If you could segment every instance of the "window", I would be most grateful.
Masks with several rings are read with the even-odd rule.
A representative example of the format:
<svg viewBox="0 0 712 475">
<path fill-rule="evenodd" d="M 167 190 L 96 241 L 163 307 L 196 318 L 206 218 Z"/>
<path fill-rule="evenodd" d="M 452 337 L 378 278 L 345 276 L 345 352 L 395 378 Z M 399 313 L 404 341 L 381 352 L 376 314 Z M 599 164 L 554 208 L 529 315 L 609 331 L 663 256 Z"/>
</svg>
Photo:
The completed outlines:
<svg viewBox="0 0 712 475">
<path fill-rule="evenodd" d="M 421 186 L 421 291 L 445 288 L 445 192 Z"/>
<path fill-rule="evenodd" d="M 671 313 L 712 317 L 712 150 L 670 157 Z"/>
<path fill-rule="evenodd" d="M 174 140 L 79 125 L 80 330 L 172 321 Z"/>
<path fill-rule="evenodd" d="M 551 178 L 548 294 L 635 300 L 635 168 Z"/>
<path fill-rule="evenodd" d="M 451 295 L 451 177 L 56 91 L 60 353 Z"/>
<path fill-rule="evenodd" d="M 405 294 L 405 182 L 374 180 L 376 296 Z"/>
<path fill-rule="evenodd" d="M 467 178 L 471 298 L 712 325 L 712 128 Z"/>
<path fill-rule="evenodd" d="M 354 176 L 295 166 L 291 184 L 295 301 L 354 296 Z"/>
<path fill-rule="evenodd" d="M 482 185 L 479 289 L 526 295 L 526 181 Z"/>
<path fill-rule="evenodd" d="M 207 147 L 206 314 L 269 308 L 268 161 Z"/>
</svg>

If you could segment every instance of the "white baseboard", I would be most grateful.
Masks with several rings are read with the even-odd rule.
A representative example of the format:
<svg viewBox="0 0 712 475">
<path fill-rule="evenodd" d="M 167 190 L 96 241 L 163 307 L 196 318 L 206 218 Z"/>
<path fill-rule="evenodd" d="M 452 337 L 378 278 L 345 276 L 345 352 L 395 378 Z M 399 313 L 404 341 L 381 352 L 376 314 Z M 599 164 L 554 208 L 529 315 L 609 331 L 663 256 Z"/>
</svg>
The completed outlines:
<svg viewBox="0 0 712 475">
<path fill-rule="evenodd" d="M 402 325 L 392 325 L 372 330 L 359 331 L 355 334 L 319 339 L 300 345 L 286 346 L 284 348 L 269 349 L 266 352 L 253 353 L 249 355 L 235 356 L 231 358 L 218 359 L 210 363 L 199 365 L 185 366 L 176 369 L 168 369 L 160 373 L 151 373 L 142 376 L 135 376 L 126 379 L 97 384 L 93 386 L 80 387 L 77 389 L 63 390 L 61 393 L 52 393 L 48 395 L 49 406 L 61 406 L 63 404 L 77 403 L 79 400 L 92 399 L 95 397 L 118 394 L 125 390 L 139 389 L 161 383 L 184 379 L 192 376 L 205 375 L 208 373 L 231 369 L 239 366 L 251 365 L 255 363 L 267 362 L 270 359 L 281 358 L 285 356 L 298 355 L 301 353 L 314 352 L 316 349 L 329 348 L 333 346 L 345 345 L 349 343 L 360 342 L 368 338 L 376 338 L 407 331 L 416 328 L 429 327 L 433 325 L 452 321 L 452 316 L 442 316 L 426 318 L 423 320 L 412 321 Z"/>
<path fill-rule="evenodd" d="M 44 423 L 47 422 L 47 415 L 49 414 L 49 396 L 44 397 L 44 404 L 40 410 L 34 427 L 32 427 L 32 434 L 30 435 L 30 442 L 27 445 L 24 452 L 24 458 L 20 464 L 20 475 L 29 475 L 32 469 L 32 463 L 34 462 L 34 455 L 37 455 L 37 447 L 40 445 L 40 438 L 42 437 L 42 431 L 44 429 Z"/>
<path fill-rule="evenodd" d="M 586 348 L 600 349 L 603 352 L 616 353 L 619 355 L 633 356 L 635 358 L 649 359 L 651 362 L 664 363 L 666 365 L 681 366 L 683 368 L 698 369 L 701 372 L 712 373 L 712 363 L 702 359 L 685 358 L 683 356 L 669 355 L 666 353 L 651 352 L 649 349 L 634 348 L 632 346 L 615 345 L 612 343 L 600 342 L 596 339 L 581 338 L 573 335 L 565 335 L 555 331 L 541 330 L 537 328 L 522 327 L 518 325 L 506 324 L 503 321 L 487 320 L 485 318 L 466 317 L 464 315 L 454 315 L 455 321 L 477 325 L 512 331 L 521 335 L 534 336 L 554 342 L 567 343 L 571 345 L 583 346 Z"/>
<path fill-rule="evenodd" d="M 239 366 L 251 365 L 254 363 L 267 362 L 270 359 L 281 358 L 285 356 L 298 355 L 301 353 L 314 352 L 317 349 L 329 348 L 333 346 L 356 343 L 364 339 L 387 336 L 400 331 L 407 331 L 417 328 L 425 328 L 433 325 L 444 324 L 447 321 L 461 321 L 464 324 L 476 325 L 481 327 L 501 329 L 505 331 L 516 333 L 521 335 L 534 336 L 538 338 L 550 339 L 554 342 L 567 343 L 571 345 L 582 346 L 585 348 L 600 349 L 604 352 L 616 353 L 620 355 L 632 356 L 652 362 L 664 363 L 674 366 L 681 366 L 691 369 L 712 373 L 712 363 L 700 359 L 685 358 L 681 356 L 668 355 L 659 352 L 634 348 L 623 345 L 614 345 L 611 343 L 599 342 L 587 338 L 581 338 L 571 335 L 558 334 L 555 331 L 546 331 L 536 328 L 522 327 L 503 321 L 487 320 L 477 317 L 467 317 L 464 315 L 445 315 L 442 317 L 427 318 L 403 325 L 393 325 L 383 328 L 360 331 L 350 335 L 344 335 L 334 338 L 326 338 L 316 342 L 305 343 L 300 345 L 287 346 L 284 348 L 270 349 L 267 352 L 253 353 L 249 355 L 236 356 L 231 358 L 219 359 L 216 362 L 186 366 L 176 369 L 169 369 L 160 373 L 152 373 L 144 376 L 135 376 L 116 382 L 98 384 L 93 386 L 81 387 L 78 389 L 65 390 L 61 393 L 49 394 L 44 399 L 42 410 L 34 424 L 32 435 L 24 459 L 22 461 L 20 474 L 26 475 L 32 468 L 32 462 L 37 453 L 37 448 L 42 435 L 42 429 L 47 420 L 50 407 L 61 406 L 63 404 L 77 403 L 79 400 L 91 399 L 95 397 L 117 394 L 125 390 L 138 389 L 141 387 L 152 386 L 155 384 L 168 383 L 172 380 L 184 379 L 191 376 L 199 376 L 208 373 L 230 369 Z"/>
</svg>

......

→ TASK REQUIREMENTS
Put every line of the material above into a numbered list, leaving out the blank lines.

→ WORKED SOLUTION
1. If you could segment every instance of the "window", I would be most grateful.
2. Masks with several rings are read with the even-odd rule.
3. A representative example of the format:
4. <svg viewBox="0 0 712 475">
5. <path fill-rule="evenodd" d="M 167 190 L 96 241 L 163 307 L 196 318 L 206 218 Z"/>
6. <path fill-rule="evenodd" d="M 452 337 L 378 278 L 345 276 L 345 352 L 395 378 Z M 399 313 L 404 341 L 381 352 L 376 314 Z M 599 164 L 554 208 L 529 315 L 609 331 L 663 256 Z"/>
7. </svg>
8. Photo:
9. The completed outlines:
10. <svg viewBox="0 0 712 475">
11. <path fill-rule="evenodd" d="M 421 186 L 421 291 L 445 288 L 445 192 Z"/>
12. <path fill-rule="evenodd" d="M 671 313 L 712 317 L 712 150 L 670 157 Z"/>
13. <path fill-rule="evenodd" d="M 174 140 L 79 125 L 80 330 L 172 321 Z"/>
14. <path fill-rule="evenodd" d="M 551 178 L 548 294 L 635 300 L 635 168 Z"/>
15. <path fill-rule="evenodd" d="M 451 295 L 451 177 L 56 91 L 60 353 Z"/>
16. <path fill-rule="evenodd" d="M 405 294 L 405 182 L 374 180 L 376 296 Z"/>
17. <path fill-rule="evenodd" d="M 467 178 L 471 298 L 712 325 L 712 128 Z"/>
18. <path fill-rule="evenodd" d="M 354 176 L 295 166 L 291 184 L 295 301 L 354 296 Z"/>
19. <path fill-rule="evenodd" d="M 482 185 L 479 289 L 526 295 L 526 181 Z"/>
20. <path fill-rule="evenodd" d="M 207 147 L 206 314 L 269 308 L 268 161 Z"/>
21. </svg>
22. If you could segment every instance of the "white baseboard", I would be most grateful.
23. Masks with several rings are read with the even-odd rule.
24. A representative example of the format:
25. <svg viewBox="0 0 712 475">
26. <path fill-rule="evenodd" d="M 167 190 L 96 241 L 163 307 L 196 318 L 206 218 Z"/>
27. <path fill-rule="evenodd" d="M 452 337 L 378 278 L 345 276 L 345 352 L 395 378 Z M 399 313 L 404 341 L 381 352 L 376 314 Z M 599 164 L 554 208 L 529 315 L 609 331 L 663 256 Z"/>
28. </svg>
29. The completed outlines:
30. <svg viewBox="0 0 712 475">
31. <path fill-rule="evenodd" d="M 402 325 L 392 325 L 372 330 L 359 331 L 355 334 L 319 339 L 300 345 L 286 346 L 284 348 L 269 349 L 266 352 L 253 353 L 249 355 L 235 356 L 231 358 L 218 359 L 210 363 L 199 365 L 185 366 L 176 369 L 168 369 L 160 373 L 151 373 L 142 376 L 135 376 L 126 379 L 97 384 L 93 386 L 80 387 L 77 389 L 63 390 L 61 393 L 52 393 L 48 395 L 49 406 L 61 406 L 63 404 L 77 403 L 79 400 L 92 399 L 95 397 L 118 394 L 125 390 L 139 389 L 161 383 L 184 379 L 192 376 L 205 375 L 208 373 L 231 369 L 239 366 L 251 365 L 255 363 L 267 362 L 270 359 L 281 358 L 285 356 L 298 355 L 301 353 L 314 352 L 316 349 L 329 348 L 333 346 L 345 345 L 349 343 L 360 342 L 368 338 L 376 338 L 407 331 L 416 328 L 429 327 L 433 325 L 452 321 L 452 316 L 442 316 L 426 318 L 423 320 L 412 321 Z"/>
32. <path fill-rule="evenodd" d="M 44 423 L 47 422 L 47 415 L 49 414 L 49 396 L 44 397 L 44 404 L 40 410 L 34 427 L 32 427 L 32 434 L 30 435 L 30 442 L 27 445 L 24 452 L 24 458 L 20 464 L 20 475 L 29 475 L 32 469 L 32 463 L 34 462 L 34 455 L 37 455 L 37 447 L 40 445 L 40 438 L 42 437 L 42 431 L 44 429 Z"/>
33. <path fill-rule="evenodd" d="M 586 348 L 600 349 L 603 352 L 616 353 L 619 355 L 633 356 L 635 358 L 649 359 L 651 362 L 664 363 L 666 365 L 681 366 L 683 368 L 698 369 L 701 372 L 712 373 L 712 363 L 702 359 L 685 358 L 683 356 L 669 355 L 666 353 L 651 352 L 649 349 L 634 348 L 632 346 L 615 345 L 612 343 L 600 342 L 596 339 L 581 338 L 573 335 L 565 335 L 555 331 L 541 330 L 537 328 L 522 327 L 518 325 L 506 324 L 503 321 L 487 320 L 485 318 L 466 317 L 464 315 L 454 315 L 455 321 L 477 325 L 512 331 L 521 335 L 534 336 L 554 342 L 567 343 L 571 345 L 583 346 Z"/>
34. <path fill-rule="evenodd" d="M 239 366 L 251 365 L 254 363 L 267 362 L 270 359 L 281 358 L 285 356 L 298 355 L 301 353 L 314 352 L 317 349 L 329 348 L 333 346 L 356 343 L 364 339 L 387 336 L 400 331 L 407 331 L 417 328 L 425 328 L 433 325 L 444 324 L 447 321 L 461 321 L 464 324 L 476 325 L 481 327 L 501 329 L 505 331 L 516 333 L 521 335 L 534 336 L 538 338 L 550 339 L 554 342 L 567 343 L 571 345 L 582 346 L 585 348 L 600 349 L 604 352 L 616 353 L 620 355 L 632 356 L 652 362 L 664 363 L 674 366 L 681 366 L 691 369 L 712 373 L 712 363 L 700 359 L 685 358 L 681 356 L 668 355 L 659 352 L 634 348 L 623 345 L 614 345 L 611 343 L 599 342 L 587 338 L 581 338 L 571 335 L 558 334 L 555 331 L 546 331 L 536 328 L 522 327 L 503 321 L 487 320 L 477 317 L 467 317 L 464 315 L 445 315 L 442 317 L 427 318 L 403 325 L 393 325 L 383 328 L 360 331 L 350 335 L 344 335 L 334 338 L 326 338 L 316 342 L 305 343 L 300 345 L 287 346 L 284 348 L 270 349 L 267 352 L 253 353 L 249 355 L 236 356 L 231 358 L 219 359 L 216 362 L 186 366 L 176 369 L 169 369 L 160 373 L 152 373 L 144 376 L 135 376 L 116 382 L 98 384 L 93 386 L 81 387 L 78 389 L 65 390 L 61 393 L 49 394 L 44 399 L 42 410 L 34 424 L 32 435 L 24 459 L 22 461 L 20 474 L 26 475 L 32 468 L 32 462 L 37 453 L 37 448 L 42 435 L 42 429 L 47 420 L 50 407 L 61 406 L 63 404 L 77 403 L 79 400 L 91 399 L 95 397 L 117 394 L 125 390 L 138 389 L 141 387 L 152 386 L 155 384 L 168 383 L 172 380 L 184 379 L 191 376 L 199 376 L 208 373 L 230 369 Z"/>
35. </svg>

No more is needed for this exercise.